=== Getoonde lijst ===

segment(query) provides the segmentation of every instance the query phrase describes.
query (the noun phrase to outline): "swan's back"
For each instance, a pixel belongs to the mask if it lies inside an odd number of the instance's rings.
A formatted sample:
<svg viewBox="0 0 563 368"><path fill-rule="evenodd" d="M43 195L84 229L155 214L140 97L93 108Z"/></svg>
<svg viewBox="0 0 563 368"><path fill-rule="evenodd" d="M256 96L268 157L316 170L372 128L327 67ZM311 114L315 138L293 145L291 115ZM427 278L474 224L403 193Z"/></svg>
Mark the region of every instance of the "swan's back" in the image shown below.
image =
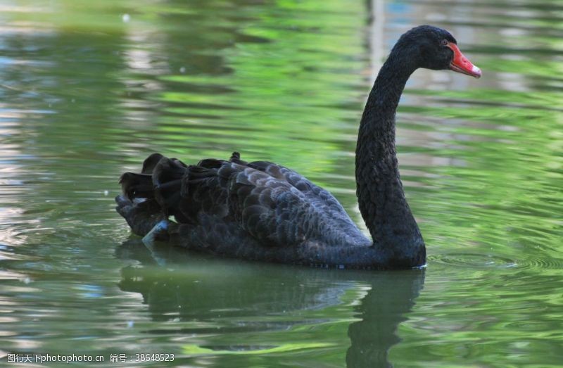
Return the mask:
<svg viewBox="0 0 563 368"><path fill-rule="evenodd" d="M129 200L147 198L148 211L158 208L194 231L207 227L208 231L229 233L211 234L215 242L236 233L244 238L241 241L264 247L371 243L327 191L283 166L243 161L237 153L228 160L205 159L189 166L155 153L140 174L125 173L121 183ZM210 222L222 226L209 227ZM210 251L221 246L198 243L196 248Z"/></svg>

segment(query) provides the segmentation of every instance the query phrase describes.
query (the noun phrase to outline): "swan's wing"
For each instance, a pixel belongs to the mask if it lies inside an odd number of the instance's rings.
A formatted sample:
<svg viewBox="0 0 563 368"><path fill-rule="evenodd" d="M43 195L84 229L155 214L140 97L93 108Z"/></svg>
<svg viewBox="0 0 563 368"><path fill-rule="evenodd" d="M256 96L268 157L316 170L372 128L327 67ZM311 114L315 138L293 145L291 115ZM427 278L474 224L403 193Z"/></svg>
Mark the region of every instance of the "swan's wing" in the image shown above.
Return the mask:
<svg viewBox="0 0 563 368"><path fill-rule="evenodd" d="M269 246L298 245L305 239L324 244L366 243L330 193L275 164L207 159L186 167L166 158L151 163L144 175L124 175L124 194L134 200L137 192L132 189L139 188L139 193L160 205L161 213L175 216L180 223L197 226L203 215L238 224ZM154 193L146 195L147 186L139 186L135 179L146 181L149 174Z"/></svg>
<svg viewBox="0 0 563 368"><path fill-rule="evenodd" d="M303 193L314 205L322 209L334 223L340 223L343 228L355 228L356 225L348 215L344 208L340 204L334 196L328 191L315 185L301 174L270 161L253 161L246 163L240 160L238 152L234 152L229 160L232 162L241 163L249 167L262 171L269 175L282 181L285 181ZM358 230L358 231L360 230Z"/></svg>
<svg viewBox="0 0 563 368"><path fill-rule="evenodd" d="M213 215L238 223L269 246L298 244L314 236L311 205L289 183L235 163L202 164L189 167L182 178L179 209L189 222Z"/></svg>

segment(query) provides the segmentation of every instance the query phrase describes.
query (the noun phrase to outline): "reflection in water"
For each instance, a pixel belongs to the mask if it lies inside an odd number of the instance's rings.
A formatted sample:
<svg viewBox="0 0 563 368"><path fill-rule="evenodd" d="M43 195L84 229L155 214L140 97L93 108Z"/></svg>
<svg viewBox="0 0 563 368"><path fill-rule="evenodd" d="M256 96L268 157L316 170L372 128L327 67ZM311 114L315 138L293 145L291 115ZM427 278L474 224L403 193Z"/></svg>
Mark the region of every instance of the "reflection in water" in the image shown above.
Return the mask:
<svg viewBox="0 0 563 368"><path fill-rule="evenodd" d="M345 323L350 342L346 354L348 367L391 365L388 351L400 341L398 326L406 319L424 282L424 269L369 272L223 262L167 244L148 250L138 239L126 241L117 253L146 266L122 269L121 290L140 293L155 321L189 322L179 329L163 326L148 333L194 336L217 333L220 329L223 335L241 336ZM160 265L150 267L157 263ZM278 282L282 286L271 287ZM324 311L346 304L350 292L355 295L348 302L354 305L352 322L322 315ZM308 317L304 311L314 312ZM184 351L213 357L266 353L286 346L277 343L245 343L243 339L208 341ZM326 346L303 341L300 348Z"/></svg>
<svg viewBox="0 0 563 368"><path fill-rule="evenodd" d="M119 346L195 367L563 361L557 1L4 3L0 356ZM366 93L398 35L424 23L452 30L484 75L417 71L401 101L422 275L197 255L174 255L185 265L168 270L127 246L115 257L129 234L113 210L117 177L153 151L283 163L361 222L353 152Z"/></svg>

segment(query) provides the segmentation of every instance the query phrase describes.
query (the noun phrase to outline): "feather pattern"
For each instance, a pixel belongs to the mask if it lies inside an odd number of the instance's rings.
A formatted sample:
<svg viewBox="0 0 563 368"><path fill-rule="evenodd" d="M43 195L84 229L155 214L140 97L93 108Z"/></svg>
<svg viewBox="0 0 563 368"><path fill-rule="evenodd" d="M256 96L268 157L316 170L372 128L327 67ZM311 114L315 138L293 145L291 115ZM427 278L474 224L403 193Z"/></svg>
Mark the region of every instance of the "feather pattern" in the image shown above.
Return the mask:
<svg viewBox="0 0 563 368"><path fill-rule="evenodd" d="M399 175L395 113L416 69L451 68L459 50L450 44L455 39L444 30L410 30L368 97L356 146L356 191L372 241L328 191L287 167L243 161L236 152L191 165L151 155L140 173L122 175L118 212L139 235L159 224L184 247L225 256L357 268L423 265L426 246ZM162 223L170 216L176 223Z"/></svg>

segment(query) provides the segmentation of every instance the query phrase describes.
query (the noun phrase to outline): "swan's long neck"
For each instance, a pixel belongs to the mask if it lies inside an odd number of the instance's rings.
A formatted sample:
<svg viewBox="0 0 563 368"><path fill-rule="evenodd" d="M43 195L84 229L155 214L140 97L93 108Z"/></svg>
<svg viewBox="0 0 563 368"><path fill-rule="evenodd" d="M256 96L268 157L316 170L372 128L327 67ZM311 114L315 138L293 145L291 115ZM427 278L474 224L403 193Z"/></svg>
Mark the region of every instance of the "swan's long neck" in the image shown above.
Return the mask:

===

Opdracht:
Tel in de lijst hierboven de regels waarin het woord "water" voorkomt, en geef alleen dat aantal. Hoofdletters en kleine letters tellen als verschillend.

Antwoord:
2